* **TASK BRIEF**: Return the line containing "Can you find the rooftop" and all lines after it exactly; stop at the end of the material.

* **SOURCE RECORDS**:
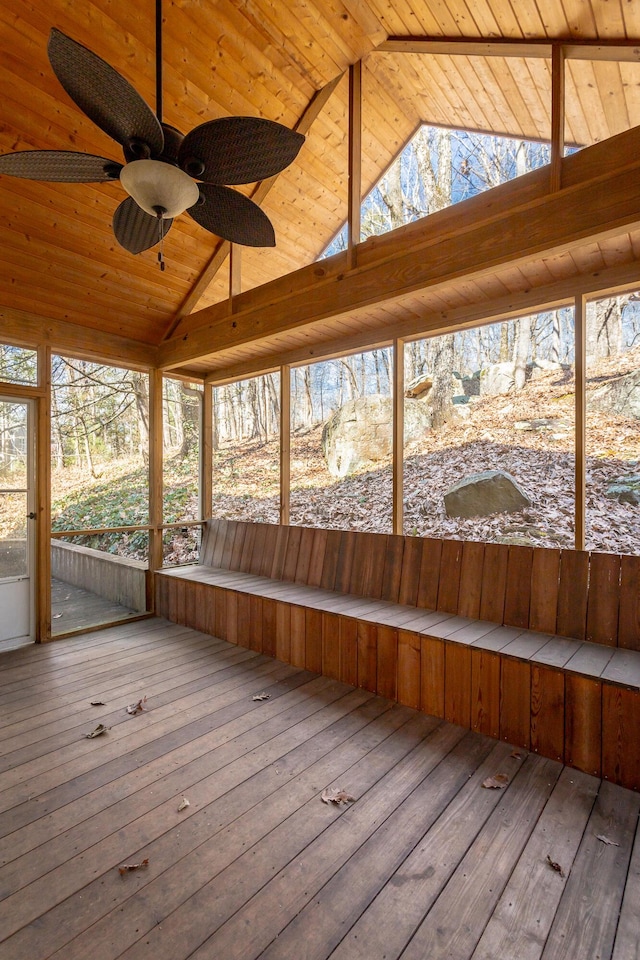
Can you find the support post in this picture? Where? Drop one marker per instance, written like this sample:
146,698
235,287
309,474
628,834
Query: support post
235,274
355,164
285,443
557,114
398,437
155,482
206,452
580,326
43,499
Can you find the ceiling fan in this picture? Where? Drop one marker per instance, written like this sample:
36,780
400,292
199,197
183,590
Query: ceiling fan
165,172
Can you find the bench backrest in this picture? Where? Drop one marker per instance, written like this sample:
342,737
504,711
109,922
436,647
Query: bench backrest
587,596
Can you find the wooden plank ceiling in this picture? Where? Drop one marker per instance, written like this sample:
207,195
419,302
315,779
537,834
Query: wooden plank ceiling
59,260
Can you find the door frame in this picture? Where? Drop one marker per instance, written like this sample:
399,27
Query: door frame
31,404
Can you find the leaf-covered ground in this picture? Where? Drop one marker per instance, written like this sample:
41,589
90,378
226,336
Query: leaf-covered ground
483,436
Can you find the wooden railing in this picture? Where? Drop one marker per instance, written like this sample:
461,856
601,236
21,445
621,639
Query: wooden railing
119,579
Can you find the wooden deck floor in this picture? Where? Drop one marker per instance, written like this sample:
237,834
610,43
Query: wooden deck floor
425,863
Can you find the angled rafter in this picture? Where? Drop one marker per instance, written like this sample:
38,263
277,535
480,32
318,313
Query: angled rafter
574,49
312,111
510,224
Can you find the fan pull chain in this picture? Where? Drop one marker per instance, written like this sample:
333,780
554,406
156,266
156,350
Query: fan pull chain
161,233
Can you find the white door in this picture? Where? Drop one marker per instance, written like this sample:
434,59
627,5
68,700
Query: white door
17,516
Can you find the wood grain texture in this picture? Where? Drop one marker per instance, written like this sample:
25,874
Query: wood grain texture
620,741
629,625
393,566
604,598
485,692
411,566
494,582
330,564
457,687
349,650
572,594
515,702
367,655
331,645
517,601
583,926
313,640
583,724
387,662
545,584
283,632
429,573
449,575
471,578
298,635
409,649
547,712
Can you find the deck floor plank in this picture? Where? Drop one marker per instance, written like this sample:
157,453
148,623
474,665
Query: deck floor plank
424,862
586,922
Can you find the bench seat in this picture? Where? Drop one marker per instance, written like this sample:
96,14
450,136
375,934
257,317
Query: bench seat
568,698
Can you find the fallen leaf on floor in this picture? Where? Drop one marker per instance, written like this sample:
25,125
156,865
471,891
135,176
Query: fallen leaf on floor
612,843
129,867
496,783
555,866
100,729
336,795
138,707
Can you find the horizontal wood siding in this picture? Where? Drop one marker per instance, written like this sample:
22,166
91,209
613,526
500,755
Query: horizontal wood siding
550,695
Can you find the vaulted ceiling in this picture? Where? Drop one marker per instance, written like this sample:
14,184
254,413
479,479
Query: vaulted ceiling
285,60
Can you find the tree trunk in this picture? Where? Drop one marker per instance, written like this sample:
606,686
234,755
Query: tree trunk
521,351
440,395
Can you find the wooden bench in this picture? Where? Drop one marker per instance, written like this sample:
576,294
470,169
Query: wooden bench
537,647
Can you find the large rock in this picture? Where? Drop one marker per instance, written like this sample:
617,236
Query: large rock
620,396
625,490
484,494
499,378
360,433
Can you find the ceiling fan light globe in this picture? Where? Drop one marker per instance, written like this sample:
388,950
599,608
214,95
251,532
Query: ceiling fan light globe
154,184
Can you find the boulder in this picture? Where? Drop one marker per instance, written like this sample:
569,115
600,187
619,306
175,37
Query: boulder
360,433
625,490
484,494
621,396
499,378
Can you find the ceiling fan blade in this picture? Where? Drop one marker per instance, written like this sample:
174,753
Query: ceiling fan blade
238,150
100,92
136,230
232,216
64,166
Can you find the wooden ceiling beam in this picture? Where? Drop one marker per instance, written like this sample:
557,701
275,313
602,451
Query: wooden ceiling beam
432,323
18,326
208,273
620,49
514,223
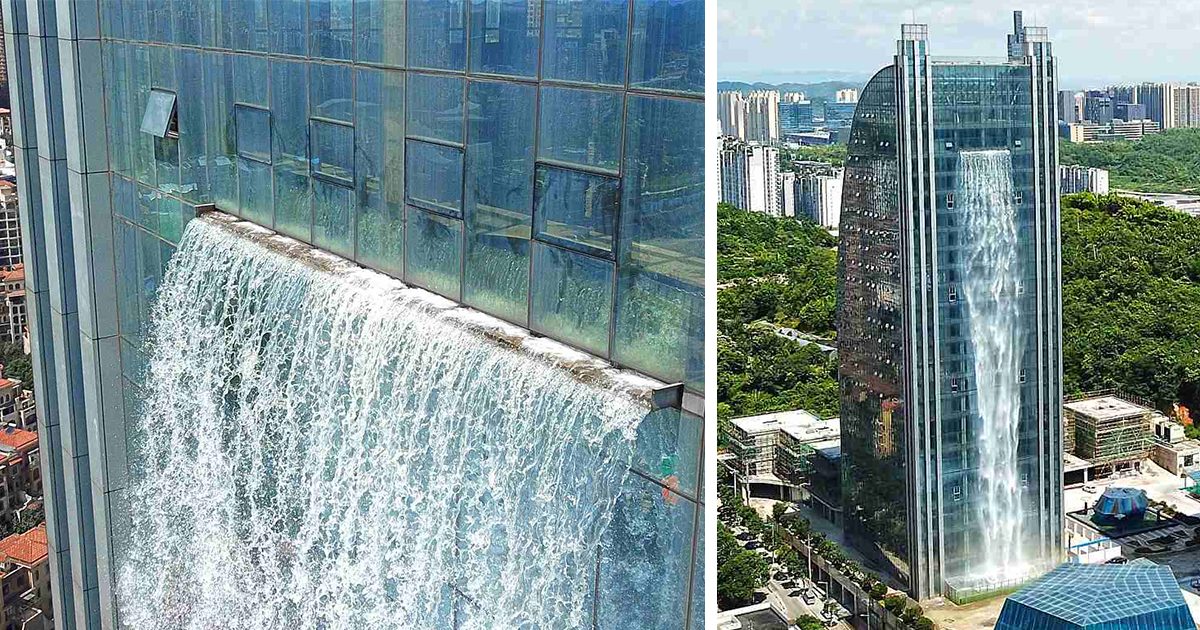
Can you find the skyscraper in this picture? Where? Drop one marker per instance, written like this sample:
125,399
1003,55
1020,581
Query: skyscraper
533,163
948,318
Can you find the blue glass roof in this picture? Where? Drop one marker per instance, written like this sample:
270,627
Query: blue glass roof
1091,595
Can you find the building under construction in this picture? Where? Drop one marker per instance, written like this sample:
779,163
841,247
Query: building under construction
1110,431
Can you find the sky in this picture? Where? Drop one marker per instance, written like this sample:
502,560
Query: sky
1097,42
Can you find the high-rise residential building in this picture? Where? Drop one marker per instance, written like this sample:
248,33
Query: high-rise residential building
533,163
1068,108
749,175
949,319
795,114
731,111
1097,107
762,117
1083,179
819,192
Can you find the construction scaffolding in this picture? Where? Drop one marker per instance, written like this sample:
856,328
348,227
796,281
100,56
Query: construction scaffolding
1109,430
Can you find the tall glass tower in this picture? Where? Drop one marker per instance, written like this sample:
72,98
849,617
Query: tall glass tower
539,161
949,318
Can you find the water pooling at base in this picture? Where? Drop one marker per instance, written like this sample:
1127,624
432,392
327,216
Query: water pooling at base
990,279
323,450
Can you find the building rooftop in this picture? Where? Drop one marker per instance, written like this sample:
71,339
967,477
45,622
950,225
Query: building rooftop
28,549
1105,407
1098,595
797,423
15,439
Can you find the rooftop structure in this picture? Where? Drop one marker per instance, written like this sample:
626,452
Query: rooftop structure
1086,597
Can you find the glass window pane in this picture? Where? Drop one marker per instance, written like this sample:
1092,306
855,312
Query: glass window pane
576,210
433,252
499,166
571,298
159,112
253,133
673,59
581,126
435,107
646,558
661,251
437,35
333,28
333,151
504,36
586,41
333,207
381,28
433,177
288,28
333,94
379,168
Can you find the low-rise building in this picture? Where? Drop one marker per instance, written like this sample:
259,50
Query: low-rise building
25,581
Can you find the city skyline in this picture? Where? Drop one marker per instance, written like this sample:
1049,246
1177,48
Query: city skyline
760,42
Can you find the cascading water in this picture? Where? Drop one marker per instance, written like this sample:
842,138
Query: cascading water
329,450
989,285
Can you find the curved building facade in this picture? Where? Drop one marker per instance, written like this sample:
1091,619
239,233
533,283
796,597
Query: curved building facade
949,318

* **FINAL RESULT**:
Can you find the rooftop structure in this picture? Where? Drop one marker per instance, written like this sample:
626,452
Query: rooftop structure
1086,597
Can you find the glass window pane in this picture? Where? Drop one marker per instance, written like this sample:
1092,306
855,312
Query: glass window pane
576,210
433,252
499,166
571,298
159,112
253,133
673,59
581,126
435,107
646,558
661,251
437,35
333,28
333,151
504,36
586,41
333,207
381,28
433,177
288,28
333,94
379,168
Can you find the low-rise building in this picture? Where? Drop one marker per instance, written like this sample:
259,50
Query: low-rise building
25,581
Can you find the city skyline in this picture? Where? Drop one marker per instance, written like this sample:
1049,246
1177,48
Query: city skyline
760,42
Can you find the cascading water in this picture? Where? Drop one marker per instance, written like this sample:
842,138
Query: cascading water
329,450
989,285
Can you find the curved building facade in this picture? Where? Drop one marker per instance, written like this sample:
1091,619
239,233
533,283
796,597
Query: curved building facade
949,318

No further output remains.